:: MATERIAL SHOWN ::

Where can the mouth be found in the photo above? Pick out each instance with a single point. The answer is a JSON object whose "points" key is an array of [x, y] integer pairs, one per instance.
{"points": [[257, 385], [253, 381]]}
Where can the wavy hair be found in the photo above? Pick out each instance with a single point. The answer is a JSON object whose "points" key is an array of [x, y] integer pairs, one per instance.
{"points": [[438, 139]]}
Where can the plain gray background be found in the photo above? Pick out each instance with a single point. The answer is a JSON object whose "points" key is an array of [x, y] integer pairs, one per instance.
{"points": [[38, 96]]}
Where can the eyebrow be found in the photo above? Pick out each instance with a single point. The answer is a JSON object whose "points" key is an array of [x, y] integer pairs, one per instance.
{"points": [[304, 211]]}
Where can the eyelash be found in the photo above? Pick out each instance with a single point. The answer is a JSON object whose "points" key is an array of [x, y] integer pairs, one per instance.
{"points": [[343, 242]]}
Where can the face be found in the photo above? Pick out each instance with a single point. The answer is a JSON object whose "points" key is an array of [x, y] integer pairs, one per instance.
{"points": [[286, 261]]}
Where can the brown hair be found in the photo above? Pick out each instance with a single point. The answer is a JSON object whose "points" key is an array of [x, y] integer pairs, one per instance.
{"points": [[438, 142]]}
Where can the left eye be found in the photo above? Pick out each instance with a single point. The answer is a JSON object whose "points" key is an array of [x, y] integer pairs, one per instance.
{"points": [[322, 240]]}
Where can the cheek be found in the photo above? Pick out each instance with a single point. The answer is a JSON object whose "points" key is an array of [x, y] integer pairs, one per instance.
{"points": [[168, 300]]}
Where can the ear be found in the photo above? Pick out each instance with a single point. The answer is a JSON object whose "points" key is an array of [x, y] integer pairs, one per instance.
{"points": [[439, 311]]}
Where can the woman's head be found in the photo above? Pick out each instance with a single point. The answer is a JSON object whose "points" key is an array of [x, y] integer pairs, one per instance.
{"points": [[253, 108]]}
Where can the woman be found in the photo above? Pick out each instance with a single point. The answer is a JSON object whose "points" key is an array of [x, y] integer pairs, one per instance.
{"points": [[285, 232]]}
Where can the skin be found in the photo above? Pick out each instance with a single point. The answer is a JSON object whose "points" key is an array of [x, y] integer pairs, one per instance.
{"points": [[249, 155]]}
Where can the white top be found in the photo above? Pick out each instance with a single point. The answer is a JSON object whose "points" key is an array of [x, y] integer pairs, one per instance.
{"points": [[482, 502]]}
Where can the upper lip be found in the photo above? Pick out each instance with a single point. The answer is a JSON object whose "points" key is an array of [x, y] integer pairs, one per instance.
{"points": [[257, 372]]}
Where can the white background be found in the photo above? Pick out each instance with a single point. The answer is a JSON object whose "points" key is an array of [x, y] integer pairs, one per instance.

:::

### DIRECTION
Take the line that contains "Where can the white top" and each line after it down to the last of the records, and retype them exactly; add nothing else.

### ANSWER TO THE EXERCISE
Where can the white top be found in the photo above? Pick out each instance with a single point. The answer is a JSON object whose "points" key is an array of [x, y] integer pairs, one per instance.
{"points": [[482, 502]]}
Where can the upper lip be found in the photo above? Pick out each instance with a single point. The answer is a JSON object whose "points" key is an array of [x, y] integer pairs, one per instance.
{"points": [[257, 372]]}
Where can the white background be found in the photo above? Pick out each instance with a single point. The answer is a JSON object whose "points" key is an array of [x, y] integer pairs, one per instance.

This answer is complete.